Reproduce the records that follow exactly as they are written.

===== SUPPLIED DATA =====

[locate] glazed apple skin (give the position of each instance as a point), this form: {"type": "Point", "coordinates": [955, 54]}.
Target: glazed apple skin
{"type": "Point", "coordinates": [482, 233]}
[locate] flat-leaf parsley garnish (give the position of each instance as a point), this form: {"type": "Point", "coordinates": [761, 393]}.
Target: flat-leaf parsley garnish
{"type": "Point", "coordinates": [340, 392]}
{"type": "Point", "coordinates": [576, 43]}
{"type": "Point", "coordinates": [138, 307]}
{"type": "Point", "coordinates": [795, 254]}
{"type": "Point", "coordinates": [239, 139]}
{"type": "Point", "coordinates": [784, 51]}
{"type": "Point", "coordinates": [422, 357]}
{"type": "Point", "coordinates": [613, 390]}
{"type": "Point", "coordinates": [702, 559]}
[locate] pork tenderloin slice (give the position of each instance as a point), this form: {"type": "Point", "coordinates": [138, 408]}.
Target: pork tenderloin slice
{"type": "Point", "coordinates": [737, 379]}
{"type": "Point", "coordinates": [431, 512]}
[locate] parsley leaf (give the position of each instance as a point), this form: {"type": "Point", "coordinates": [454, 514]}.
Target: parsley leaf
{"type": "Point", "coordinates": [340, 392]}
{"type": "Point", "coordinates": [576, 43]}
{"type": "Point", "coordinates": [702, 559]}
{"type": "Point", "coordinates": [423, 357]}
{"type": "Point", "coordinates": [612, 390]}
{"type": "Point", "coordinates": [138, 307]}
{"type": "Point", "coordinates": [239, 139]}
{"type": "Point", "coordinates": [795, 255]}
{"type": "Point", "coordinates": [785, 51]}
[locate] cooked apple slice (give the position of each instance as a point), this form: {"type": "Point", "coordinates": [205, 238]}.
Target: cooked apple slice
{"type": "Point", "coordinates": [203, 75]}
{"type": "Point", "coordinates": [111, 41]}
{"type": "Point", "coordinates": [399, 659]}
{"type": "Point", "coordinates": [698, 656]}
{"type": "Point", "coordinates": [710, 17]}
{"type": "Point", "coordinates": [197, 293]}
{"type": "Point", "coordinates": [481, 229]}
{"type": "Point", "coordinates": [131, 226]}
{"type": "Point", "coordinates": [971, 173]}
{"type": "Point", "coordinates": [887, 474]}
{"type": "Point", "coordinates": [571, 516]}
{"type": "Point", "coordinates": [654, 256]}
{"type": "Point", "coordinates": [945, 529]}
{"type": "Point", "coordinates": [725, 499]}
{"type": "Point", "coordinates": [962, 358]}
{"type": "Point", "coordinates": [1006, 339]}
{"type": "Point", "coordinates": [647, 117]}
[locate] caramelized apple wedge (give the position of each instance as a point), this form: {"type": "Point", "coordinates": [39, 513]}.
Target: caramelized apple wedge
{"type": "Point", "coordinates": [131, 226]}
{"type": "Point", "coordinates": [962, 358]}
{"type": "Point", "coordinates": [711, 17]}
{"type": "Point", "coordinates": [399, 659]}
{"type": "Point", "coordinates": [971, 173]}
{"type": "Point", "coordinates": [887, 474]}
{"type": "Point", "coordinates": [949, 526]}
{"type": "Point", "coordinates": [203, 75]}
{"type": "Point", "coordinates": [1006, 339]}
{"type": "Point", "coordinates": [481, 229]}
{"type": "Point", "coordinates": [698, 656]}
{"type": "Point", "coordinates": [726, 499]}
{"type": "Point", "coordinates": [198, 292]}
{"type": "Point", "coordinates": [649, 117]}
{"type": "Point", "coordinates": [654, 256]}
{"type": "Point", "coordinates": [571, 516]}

=====

> [REPLY]:
[locate] glazed apple skin (give the position of each instance as a point), this form: {"type": "Point", "coordinates": [955, 54]}.
Target: glazed apple skin
{"type": "Point", "coordinates": [482, 233]}
[locate] flat-leaf parsley garnish (give the position of each instance as a point), this form: {"type": "Point", "coordinates": [761, 393]}.
Target: flat-leaf parsley garnish
{"type": "Point", "coordinates": [340, 392]}
{"type": "Point", "coordinates": [576, 43]}
{"type": "Point", "coordinates": [138, 307]}
{"type": "Point", "coordinates": [795, 254]}
{"type": "Point", "coordinates": [239, 139]}
{"type": "Point", "coordinates": [784, 51]}
{"type": "Point", "coordinates": [422, 357]}
{"type": "Point", "coordinates": [613, 390]}
{"type": "Point", "coordinates": [702, 559]}
[locate] pork tenderloin slice (give the position of each instance as a point), this form: {"type": "Point", "coordinates": [138, 408]}.
Target: pork tenderloin slice
{"type": "Point", "coordinates": [737, 379]}
{"type": "Point", "coordinates": [431, 512]}
[locate] parsley leaf (give the position of each instance as a point), this form: {"type": "Point", "coordinates": [454, 514]}.
Target: parsley leaf
{"type": "Point", "coordinates": [340, 392]}
{"type": "Point", "coordinates": [576, 43]}
{"type": "Point", "coordinates": [702, 559]}
{"type": "Point", "coordinates": [423, 357]}
{"type": "Point", "coordinates": [612, 390]}
{"type": "Point", "coordinates": [138, 307]}
{"type": "Point", "coordinates": [239, 139]}
{"type": "Point", "coordinates": [795, 255]}
{"type": "Point", "coordinates": [785, 51]}
[locate] cooked apple slice (give the position of each instance as a point), this form: {"type": "Point", "coordinates": [205, 238]}.
Target: cooked apple slice
{"type": "Point", "coordinates": [203, 75]}
{"type": "Point", "coordinates": [111, 41]}
{"type": "Point", "coordinates": [399, 659]}
{"type": "Point", "coordinates": [698, 656]}
{"type": "Point", "coordinates": [710, 17]}
{"type": "Point", "coordinates": [197, 293]}
{"type": "Point", "coordinates": [481, 229]}
{"type": "Point", "coordinates": [131, 226]}
{"type": "Point", "coordinates": [971, 173]}
{"type": "Point", "coordinates": [887, 474]}
{"type": "Point", "coordinates": [571, 516]}
{"type": "Point", "coordinates": [654, 256]}
{"type": "Point", "coordinates": [945, 529]}
{"type": "Point", "coordinates": [725, 499]}
{"type": "Point", "coordinates": [962, 358]}
{"type": "Point", "coordinates": [1006, 339]}
{"type": "Point", "coordinates": [647, 117]}
[locate] caramelized apple wedge (give the position of each instance as a point), this form: {"type": "Point", "coordinates": [39, 513]}.
Target: caramelized apple wedge
{"type": "Point", "coordinates": [131, 226]}
{"type": "Point", "coordinates": [962, 358]}
{"type": "Point", "coordinates": [711, 17]}
{"type": "Point", "coordinates": [399, 659]}
{"type": "Point", "coordinates": [971, 173]}
{"type": "Point", "coordinates": [887, 474]}
{"type": "Point", "coordinates": [949, 526]}
{"type": "Point", "coordinates": [203, 75]}
{"type": "Point", "coordinates": [1006, 339]}
{"type": "Point", "coordinates": [481, 229]}
{"type": "Point", "coordinates": [698, 656]}
{"type": "Point", "coordinates": [726, 499]}
{"type": "Point", "coordinates": [198, 292]}
{"type": "Point", "coordinates": [649, 117]}
{"type": "Point", "coordinates": [654, 256]}
{"type": "Point", "coordinates": [571, 516]}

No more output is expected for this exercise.